Assignment: Quote every line below exactly as it reads.

Referring expression pointing data:
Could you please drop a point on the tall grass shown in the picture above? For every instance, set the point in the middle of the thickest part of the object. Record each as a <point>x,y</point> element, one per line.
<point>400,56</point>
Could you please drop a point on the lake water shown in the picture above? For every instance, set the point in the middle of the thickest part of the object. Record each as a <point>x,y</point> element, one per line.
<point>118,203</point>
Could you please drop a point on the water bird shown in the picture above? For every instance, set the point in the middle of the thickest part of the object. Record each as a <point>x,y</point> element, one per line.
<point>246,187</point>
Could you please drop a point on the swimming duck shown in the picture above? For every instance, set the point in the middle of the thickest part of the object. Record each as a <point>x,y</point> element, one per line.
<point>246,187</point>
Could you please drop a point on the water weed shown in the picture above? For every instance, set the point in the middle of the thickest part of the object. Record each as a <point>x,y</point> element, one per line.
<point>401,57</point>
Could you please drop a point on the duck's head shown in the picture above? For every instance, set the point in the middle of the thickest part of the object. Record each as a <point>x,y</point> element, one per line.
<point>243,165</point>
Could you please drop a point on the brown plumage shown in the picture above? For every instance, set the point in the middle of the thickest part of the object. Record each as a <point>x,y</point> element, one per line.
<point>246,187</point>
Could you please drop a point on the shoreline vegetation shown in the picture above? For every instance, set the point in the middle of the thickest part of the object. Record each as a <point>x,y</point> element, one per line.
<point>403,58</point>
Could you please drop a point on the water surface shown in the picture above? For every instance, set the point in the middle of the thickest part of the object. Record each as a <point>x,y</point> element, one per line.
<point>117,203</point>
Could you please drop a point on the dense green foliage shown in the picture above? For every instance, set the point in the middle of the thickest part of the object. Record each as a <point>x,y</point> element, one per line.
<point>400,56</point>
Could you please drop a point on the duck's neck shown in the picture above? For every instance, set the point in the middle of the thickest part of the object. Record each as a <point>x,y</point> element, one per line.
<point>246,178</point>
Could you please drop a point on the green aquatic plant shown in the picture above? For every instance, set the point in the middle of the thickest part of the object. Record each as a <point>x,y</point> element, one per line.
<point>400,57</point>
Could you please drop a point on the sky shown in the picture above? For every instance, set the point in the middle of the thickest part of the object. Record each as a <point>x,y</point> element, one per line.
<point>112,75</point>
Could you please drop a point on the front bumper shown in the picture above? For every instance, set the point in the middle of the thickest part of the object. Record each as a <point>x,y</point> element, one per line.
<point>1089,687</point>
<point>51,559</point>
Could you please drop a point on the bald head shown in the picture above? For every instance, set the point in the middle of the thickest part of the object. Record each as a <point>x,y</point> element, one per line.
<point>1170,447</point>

Response to the task:
Could you please drop a point on the tall grass shown in the picture above? For every instance, set the point in the middle of the thickest part of the object. Record each as a <point>x,y</point> element, one per line.
<point>400,56</point>
Could you please drop a point on the lake water shown in the picture above? For every instance, set the point in the middle of the thickest part of the object. Record each as a <point>x,y</point> element, one per line.
<point>118,203</point>
Could you please drop a point on the water bird shown in the picture above? For every instance, set the point in the middle of the thickest part of the object. Record each as a <point>x,y</point> element, one per line.
<point>246,187</point>
Could you please drop a point on the swimming duck shown in the picture above? For every instance, set the point in the middle of the thickest part of the object. Record each as a <point>x,y</point> element, one per line.
<point>246,187</point>
Could you please drop a point on the water weed shown in the picture above? For every instance, set the point in the middle of the thickest part of the object. Record each as a <point>x,y</point> element, one per line.
<point>401,57</point>
Could you please drop a point on the duck's head shown in the picture above? For every instance, set the point in the middle of the thickest part of the object. Record each as a <point>x,y</point> element, one per line.
<point>243,165</point>
Could you please drop a point on the brown plumage shown in the picture above? For every instance, set the point in the middle of the thickest part of the object. Record each as a <point>x,y</point> element, one per line.
<point>246,187</point>
Could you please drop a point on the shoreline vegetation shown in the picture above? For every instance, set the point in the middle of the thickest part of the object. Record each as a <point>x,y</point> element, one per line.
<point>403,58</point>
Could you please drop a point on the water surface shown in the picture above? For every instance, set the point in the middle of the thickest part of the object. Record each as a <point>x,y</point> element, one per line.
<point>117,203</point>
Could you please drop a point on the dense green foliage shown in the picture above? For every instance, set the point in the middle of the thickest part of the object. Record each as a <point>x,y</point> element, one per line.
<point>400,56</point>
Could you please drop a point on the duck's neck shown in the picture above? For every instance, set the point in the middle of the thickest part of the object. Record each as a <point>x,y</point> element, one per line.
<point>246,178</point>
Could you please drop a point on the green aquatic plant shown in the picture above? For every instance, set the point in the middle of the thickest part of the object. Record each as a <point>x,y</point> element, one per line.
<point>400,57</point>
Could you please drop a point on the sky shown in the picture above? For every instance, set the point in the middle of the thickest part of the object. Record each as a <point>x,y</point> element, one per line.
<point>112,75</point>
Could you please drop a point on the front bumper shown in the picture above? For every instance, set the point in the middle of the thickest part of the object. Record each as a <point>x,y</point> element, one per line.
<point>1089,687</point>
<point>51,559</point>
Could you please drop a point on the bald head shown in the picture above? For every instance, set the point in the middle of the thickest part of the object. Record each as a <point>x,y</point> element, one per line.
<point>1170,447</point>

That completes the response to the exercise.